● **Problem**: Copy out only the rows below that run from the line containing "Mark one point on every instance of the man's dark" through the last row, with "pixel pairs" renamed to "coordinate pairs" and nothing else changed.

● **Data provided**:
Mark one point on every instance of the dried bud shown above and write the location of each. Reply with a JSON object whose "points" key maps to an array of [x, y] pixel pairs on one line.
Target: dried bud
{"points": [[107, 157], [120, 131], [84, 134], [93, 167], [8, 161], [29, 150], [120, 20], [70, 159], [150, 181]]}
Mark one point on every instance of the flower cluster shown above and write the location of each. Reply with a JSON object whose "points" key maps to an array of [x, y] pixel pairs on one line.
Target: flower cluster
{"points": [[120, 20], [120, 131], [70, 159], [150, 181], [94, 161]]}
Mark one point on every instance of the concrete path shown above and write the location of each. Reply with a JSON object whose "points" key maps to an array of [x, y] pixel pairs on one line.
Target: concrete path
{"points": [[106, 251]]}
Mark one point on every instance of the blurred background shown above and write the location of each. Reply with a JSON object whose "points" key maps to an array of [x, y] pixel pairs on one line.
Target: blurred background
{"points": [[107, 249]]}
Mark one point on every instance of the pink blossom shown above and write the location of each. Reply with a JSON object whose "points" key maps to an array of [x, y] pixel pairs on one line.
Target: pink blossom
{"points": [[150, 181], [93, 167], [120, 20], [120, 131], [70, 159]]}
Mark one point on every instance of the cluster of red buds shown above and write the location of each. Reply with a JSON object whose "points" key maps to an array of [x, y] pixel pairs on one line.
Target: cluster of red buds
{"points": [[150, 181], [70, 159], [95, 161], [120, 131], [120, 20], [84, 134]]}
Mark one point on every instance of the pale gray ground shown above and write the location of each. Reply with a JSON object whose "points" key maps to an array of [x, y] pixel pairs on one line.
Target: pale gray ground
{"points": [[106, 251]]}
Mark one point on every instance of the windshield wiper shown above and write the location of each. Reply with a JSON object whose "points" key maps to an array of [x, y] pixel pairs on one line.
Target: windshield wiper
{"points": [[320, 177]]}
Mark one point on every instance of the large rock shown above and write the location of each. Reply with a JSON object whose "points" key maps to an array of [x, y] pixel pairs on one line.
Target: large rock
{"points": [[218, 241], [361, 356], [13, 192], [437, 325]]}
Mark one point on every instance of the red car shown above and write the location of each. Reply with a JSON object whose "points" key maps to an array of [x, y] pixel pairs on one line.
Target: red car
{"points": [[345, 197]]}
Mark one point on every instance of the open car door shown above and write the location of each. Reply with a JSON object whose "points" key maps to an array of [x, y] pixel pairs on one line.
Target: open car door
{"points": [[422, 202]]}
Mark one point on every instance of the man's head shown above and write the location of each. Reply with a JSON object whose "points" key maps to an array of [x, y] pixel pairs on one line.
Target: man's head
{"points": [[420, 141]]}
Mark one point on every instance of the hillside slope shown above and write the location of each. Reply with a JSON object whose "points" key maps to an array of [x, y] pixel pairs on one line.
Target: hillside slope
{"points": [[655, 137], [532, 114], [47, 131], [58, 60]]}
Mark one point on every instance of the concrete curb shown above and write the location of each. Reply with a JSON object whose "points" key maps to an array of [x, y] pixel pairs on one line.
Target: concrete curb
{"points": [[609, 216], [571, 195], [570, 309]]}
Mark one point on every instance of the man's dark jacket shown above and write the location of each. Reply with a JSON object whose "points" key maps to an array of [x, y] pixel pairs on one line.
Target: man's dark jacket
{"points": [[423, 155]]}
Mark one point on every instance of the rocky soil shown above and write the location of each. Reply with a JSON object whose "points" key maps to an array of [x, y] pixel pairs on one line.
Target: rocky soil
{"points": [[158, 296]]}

● **Task output**:
Mark one point on every instance of the man's dark jacket shown above and write the location of each. Reply with a JSON object whose "points" key maps to an array of [x, y] coordinate pairs on one line.
Target: man's dark jacket
{"points": [[423, 155]]}
Mark one point on every instance of the rocky soil shown above and write the location of each. Reply with a JSON object whose "points" key maps to an array of [x, y] coordinate pairs on one line.
Target: rocky soil
{"points": [[158, 296]]}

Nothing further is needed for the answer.